▶ [Text]:
■ ■ ■ ■ ■

In 2019, she starred in the HBO television series Watchmen, a sequel to the graphic novel of the same name.

=== Film ===
Fisher made her film debut in Can She Bake a Cherry Pie? (1983) and later appeared in Patty Hearst directed by Paul Schrader. In 1989 she appeared in Pink Cadillac opposite Clint Eastwood, and the pair began an offscreen relationship. The following year she appeared in Welcome Home, Roxy Carmichael.

In 1992, Fisher had her break-out role in Unforgiven, an Academy Award-winning film directed by Clint Eastwood, who also starred. In later years she began acting regularly in major and independent films. Her most famous role in film was as the society matron Ruth DeWitt Bukater, the mother of the character played by Kate Winslet, in the 1997 blockbuster Titanic. She appeared in True Crime (1999) with Eastwood as D.A., and Gone in 60 Seconds (2000) as Junie, the wife of the character played by Robert Duvall.

Fisher had a role in House of Sand and Fog (2003), another Academy Award-nominated film. In 2004, she appeared in Laws of Attraction as Julianne Moore's mother, even though she is only eight years older. Fisher worked on four films in 2006, including Peter Berg's The Kingdom, and Paul Haggis' In the Valley of Elah. The same year, she appeared in the film Jolene with Jessica Chastain as her lover. She served as an official festival judge for the 2011 Noor Iranian Film Festival in Los Angeles. In 2011, she appeared in The Lincoln Lawyer and The Roommate.

■ ■ ■ ■ ■

▶ [Records]:
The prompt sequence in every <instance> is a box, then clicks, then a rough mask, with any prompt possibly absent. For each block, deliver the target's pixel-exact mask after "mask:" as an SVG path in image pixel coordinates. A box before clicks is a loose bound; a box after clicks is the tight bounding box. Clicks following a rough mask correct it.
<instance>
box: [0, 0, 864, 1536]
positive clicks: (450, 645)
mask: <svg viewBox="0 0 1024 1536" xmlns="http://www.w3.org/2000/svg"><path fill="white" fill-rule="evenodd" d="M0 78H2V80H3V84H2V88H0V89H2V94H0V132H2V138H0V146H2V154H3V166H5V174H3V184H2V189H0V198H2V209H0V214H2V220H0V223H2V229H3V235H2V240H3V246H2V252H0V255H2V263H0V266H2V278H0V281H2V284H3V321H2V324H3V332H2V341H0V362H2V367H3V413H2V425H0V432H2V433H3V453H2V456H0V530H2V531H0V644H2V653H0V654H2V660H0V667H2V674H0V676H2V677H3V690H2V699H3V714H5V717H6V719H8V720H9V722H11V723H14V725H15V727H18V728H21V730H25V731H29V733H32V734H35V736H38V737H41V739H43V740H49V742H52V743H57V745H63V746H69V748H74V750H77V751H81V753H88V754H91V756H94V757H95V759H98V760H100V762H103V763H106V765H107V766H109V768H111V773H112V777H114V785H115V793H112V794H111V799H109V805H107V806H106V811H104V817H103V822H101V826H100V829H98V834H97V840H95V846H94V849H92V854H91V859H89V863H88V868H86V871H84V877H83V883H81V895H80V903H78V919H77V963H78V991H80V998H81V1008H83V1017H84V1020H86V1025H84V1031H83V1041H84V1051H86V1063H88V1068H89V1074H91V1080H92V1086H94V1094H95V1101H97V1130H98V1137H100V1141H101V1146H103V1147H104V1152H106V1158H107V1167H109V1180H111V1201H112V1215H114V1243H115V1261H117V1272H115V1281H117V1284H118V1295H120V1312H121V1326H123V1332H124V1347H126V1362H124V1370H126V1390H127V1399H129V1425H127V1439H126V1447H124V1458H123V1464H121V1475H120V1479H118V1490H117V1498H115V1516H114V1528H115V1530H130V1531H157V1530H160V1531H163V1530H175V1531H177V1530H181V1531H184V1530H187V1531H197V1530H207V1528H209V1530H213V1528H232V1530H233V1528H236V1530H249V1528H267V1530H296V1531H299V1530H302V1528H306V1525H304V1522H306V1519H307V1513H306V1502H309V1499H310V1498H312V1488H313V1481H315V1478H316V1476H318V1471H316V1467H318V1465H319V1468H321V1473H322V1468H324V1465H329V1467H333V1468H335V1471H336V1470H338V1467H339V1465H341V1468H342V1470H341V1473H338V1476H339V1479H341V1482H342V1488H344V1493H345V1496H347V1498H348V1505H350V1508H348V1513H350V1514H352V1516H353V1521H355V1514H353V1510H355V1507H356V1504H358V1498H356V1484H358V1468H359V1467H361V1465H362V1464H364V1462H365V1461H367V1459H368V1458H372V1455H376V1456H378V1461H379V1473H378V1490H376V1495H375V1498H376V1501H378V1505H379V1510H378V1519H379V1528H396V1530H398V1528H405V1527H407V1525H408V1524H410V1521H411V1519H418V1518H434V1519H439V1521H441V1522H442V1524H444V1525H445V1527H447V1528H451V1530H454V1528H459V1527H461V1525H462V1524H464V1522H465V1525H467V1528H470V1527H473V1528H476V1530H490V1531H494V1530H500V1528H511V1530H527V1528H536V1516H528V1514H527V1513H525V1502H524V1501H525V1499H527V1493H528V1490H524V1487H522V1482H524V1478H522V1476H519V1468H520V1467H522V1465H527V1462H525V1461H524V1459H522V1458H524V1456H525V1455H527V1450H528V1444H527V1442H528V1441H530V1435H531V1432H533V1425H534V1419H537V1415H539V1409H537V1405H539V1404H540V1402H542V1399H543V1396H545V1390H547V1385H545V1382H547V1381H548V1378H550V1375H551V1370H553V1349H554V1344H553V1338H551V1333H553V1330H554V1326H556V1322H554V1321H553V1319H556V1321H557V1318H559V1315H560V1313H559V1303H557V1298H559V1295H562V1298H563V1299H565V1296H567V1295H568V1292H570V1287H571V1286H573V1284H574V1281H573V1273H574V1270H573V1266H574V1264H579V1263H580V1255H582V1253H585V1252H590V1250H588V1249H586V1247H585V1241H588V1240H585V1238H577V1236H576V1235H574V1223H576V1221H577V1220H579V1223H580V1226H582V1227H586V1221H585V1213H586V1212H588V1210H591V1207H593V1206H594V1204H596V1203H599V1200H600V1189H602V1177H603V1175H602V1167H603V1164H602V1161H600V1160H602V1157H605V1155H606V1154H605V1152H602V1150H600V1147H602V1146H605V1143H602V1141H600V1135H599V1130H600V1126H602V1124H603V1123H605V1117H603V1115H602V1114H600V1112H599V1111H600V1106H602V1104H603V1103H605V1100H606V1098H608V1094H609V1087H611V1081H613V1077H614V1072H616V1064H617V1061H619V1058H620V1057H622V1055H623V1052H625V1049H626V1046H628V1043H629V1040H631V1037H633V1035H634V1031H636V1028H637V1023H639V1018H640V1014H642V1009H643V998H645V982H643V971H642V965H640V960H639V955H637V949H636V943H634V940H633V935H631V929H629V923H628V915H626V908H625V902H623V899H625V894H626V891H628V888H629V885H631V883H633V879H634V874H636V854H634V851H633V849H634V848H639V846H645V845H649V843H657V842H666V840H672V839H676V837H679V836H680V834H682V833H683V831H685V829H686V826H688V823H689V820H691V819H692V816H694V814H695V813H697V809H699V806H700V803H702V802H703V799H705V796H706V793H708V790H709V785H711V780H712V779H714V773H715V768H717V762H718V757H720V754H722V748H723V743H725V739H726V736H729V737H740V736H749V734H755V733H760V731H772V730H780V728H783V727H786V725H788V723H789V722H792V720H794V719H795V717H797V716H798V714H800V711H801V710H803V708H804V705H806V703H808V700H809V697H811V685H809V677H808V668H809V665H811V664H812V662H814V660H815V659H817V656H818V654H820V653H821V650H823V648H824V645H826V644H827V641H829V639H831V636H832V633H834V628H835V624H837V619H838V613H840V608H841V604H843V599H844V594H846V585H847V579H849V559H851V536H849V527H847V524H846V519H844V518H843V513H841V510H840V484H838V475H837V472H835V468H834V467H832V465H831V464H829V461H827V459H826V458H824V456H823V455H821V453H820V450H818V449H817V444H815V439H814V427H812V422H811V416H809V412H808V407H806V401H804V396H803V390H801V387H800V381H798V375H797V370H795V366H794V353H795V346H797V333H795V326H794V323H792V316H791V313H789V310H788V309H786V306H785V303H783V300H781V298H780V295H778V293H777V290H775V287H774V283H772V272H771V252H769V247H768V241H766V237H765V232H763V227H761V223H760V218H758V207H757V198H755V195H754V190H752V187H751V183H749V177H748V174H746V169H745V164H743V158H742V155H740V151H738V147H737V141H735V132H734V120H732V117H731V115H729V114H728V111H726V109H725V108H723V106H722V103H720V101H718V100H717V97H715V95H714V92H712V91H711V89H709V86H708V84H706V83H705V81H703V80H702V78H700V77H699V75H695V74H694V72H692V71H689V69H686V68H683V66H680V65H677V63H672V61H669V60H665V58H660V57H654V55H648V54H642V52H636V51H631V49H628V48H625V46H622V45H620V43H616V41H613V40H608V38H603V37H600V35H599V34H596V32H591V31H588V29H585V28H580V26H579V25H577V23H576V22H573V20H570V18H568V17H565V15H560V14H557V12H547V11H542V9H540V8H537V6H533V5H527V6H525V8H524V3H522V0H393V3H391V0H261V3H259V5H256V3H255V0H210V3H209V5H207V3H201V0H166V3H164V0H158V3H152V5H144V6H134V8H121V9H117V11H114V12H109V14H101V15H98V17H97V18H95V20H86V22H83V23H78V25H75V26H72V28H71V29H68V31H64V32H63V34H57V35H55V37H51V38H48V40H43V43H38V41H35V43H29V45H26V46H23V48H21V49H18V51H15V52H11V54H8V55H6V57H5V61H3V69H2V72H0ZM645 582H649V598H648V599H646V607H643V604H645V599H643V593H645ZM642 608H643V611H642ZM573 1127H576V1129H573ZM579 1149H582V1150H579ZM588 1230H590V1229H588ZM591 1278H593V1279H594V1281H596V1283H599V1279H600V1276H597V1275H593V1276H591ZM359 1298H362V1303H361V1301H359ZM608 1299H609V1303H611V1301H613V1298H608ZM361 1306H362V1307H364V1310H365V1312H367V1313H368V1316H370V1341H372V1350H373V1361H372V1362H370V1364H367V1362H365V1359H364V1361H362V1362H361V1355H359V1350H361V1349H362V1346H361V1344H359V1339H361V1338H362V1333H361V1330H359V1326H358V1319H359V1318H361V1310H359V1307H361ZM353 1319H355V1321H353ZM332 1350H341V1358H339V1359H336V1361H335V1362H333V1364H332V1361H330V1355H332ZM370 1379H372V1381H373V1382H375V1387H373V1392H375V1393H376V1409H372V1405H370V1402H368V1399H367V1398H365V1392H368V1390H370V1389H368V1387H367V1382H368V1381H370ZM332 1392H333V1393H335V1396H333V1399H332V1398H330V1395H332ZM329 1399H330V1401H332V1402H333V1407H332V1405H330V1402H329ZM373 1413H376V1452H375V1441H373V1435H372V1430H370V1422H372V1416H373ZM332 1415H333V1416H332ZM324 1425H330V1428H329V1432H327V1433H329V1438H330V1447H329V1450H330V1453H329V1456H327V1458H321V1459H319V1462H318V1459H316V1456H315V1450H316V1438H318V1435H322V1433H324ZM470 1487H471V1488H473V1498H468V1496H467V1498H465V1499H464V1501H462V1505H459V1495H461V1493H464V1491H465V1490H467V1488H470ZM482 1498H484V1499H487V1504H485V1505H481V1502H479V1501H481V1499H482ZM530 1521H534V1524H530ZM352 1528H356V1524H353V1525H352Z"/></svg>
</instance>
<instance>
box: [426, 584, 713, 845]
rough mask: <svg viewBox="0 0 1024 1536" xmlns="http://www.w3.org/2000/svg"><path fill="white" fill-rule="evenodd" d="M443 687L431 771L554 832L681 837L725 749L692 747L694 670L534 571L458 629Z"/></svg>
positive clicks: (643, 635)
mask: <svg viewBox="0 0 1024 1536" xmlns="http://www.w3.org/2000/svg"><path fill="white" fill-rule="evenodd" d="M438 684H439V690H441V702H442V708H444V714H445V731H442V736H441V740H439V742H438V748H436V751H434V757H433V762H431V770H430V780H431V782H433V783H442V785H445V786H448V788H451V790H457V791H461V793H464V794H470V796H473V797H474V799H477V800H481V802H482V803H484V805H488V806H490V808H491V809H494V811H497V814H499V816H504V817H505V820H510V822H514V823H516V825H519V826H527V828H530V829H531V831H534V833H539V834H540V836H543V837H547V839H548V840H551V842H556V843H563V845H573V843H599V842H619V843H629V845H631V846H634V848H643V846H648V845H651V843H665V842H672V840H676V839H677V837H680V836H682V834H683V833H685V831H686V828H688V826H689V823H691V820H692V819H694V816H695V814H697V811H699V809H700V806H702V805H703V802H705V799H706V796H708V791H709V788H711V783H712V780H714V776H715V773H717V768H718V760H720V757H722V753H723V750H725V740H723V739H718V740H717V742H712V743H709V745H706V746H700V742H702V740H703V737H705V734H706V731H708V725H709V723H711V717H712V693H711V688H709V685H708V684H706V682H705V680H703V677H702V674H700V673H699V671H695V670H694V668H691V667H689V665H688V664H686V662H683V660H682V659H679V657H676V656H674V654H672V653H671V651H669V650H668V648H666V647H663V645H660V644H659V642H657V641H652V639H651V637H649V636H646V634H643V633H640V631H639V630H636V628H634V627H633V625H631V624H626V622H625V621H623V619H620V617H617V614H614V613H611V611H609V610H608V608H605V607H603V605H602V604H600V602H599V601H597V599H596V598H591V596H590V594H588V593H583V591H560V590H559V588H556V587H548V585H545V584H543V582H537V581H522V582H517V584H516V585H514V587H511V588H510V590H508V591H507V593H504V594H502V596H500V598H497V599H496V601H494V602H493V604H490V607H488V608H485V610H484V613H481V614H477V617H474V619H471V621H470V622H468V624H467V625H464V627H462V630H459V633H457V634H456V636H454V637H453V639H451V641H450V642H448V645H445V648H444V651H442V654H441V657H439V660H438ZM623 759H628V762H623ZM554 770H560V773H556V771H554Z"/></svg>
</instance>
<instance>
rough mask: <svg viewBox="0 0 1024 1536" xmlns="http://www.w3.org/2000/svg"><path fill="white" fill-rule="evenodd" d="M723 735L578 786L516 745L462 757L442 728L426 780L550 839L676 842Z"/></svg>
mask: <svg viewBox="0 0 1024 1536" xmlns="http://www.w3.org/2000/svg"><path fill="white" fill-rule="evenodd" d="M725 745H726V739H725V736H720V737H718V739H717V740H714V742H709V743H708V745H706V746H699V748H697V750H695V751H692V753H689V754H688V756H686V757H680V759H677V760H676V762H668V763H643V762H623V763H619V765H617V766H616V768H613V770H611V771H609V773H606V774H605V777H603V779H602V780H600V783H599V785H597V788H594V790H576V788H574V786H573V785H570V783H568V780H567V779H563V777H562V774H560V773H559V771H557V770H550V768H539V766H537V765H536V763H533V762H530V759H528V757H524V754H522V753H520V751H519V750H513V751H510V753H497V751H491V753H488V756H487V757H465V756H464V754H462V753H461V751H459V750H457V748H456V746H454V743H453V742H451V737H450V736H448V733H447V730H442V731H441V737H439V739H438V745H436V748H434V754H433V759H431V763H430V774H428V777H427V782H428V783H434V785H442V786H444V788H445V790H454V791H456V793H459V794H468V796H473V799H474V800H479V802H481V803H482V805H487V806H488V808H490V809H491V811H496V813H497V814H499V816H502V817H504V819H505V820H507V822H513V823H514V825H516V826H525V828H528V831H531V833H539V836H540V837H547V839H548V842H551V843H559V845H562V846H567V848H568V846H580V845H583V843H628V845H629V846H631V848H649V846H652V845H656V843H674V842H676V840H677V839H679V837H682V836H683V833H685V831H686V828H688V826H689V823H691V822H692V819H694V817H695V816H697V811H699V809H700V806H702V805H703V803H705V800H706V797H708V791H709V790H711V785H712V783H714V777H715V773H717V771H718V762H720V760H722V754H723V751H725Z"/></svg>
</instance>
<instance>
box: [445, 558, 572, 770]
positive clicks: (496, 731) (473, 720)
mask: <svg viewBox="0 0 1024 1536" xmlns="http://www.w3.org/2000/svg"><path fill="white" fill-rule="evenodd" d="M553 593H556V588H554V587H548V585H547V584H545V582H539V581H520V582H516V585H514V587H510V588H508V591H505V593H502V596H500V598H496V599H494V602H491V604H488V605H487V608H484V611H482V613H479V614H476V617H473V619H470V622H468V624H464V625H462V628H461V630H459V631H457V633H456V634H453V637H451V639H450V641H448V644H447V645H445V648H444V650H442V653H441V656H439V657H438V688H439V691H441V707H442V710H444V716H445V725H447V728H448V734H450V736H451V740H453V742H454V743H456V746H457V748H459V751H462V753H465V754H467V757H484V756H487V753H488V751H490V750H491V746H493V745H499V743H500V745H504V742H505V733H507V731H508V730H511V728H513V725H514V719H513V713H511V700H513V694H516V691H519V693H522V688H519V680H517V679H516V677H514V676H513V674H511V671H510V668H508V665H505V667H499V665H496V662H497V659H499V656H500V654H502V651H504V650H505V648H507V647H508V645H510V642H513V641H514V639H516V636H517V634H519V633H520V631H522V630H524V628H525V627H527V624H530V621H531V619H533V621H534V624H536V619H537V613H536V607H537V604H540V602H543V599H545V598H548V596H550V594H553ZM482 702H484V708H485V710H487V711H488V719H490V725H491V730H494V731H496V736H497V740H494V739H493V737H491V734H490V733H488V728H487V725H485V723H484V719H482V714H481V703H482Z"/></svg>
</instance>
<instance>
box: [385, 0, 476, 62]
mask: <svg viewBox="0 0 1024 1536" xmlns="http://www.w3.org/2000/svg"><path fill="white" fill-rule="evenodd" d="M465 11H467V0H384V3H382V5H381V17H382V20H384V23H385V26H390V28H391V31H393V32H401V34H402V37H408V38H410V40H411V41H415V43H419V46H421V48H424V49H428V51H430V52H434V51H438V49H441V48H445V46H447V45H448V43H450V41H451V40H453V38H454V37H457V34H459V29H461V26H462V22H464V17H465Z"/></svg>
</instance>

■ ■ ■ ■ ■

▶ [Exercise tasks]:
a. Can you rewrite the Fisher text, beginning at the words "In 2019, she" and stopping after "Home, Roxy Carmichael.", with "offscreen" swapped for "off-screen"?
b. Answer these questions from the Fisher text:
(i) In which film did Fisher make her film debut?
(ii) Which character did she play in Titanic?
(iii) For which festival did she serve as an official judge?

▶ [Responses in order]:
a.
In 2019, she starred in the HBO television series Watchmen, a sequel to the graphic novel of the same name.

=== Film ===
Fisher made her film debut in Can She Bake a Cherry Pie? (1983) and later appeared in Patty Hearst directed by Paul Schrader. In 1989 she appeared in Pink Cadillac opposite Clint Eastwood, and the pair began an off-screen relationship. The following year she appeared in Welcome Home, Roxy Carmichael.

b.
(i) Can She Bake a Cherry Pie? (1983)
(ii) Ruth DeWitt Bukater
(iii) The 2011 Noor Iranian Film Festival in Los Angeles